Ngabain ke WNI Eks ISIS: Jangan Kau Bebani Pemerintah dan Masyarakat

Tenaga Ahli Utama Kedeputian IV Kantor Staf Presiden Ali Mochtar Ngabalin
Sumber :
  • VIVAnews/Fikri Halim

VIVA – Kantor Staf Presiden (KSP) menyatakan bahwa pemerintah saat ini masih menyiapkan argumentasi dan landasan hukum terkait boleh pulang tidaknya Warga Negara Indonesia (WNI) yang merupakan mantan kombatan ISIS. Namun, sebetulnya status mereka dianggap bukan lagi WNI meski belum ada pernyataan tegas terkait itu.

Tenaga Ahli Utama KSP Ali Mochtar Ngabalin hanya mengisyaratkan hal itu. Menurut dia, dengan pernyataan-pernyataan mereka yang mengatakan bahwa Indonesia negara thoghut atau kafir dan lari dari Indonesia masuk ke organisasi teroris di negara lain, maka itu menjadi pernyataan mereka untuk melepas kewarganegaraannya.

"Jangan lupa bahwa pernyataan (WNI eks ISIS) terhadap negara ini adalah negara thogut, negara ini adalah negara kafir, di dalam Islam itu adalah akad, saya merinding," tegas dia dalam sebuah diskusi di kawasan Menteng, Jakarta, Minggu, 9 Februari 2020.

Dia juga berpendapat, pada dasarnya isu kepulangan mereka seharusnya tidak harus menjadi beban bagi masyarakat karena mereka telah memilih jalannya sendiri untuk bergabung dengan ISIS. Meski begitu dia menegaskan bahwa pemerintah memang mempertimbangkan bagi para wanita dan anak-anak yang diajak pria untuk datang ke sana karena tak ada pilihan lain.

Ketentuan Tugas =
1. Menurut artikel tentang WNI eks ISIS, di mana dan kapan Ngabalin menyampaikan pernyataannya?
2. Teruskan artikel tentang kepulangan WNI eks ISIS mulai dari kalimat sesudah kalimat terakhirnya.
Catatan sesudah ini adalah bahan tersendiri yang terpisah dari artikel.

Cuplikan Data =
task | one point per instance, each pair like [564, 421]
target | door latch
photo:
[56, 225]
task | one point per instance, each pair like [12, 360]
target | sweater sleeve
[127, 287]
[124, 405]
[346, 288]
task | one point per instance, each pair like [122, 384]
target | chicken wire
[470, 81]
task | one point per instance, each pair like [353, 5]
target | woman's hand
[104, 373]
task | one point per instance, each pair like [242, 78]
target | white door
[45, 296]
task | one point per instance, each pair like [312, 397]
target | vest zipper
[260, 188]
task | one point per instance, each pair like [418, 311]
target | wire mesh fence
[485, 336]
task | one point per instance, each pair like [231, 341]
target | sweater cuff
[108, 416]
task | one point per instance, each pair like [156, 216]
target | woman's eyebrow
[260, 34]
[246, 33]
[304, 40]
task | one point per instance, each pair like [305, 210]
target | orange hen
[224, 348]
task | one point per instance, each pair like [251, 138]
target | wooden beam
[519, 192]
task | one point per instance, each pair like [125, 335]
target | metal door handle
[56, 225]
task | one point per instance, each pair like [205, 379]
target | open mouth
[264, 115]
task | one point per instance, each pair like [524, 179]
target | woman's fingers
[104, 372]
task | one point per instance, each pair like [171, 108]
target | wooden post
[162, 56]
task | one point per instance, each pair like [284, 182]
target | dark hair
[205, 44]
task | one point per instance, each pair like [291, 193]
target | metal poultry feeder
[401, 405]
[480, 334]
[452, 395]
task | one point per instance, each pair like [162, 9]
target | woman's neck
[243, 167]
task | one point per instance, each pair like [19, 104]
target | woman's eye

Kumpulan Jawaban =
1. Dalam sebuah diskusi di kawasan Menteng, Jakarta, pada Minggu, 9 Februari 2020.

2.
"Maksudnya begini, siapa-siapa yang pergi untuk dan atas nama dirinya, kesenangan dirinya, memilih ideologinya kemudian pergi dan keluar Indonesia, kemudian menempuh jalan surgawinya, tempuhlah jalan itu. Kau selamat atau enggak selamat itu urusan mu, jangan lagi bebani negara dan pemerintah serta masyarakat Indonesia dengan rencana kepulangan mu," paparnya.

Ngabalin juga mengingatkan, berdasarkan kajian Badan Nasional Penanggulangan Terorisme, pemulihan bagi orang yang telah terpapar paham radikalisme atau terorisme, membutuhkan waktu yang tidak sebentar. Untuk anak-anak saja membutuhkan waktu tiga tahun delapan bulan untuk memulihkan kembali mereka menyebutkan Pancasila.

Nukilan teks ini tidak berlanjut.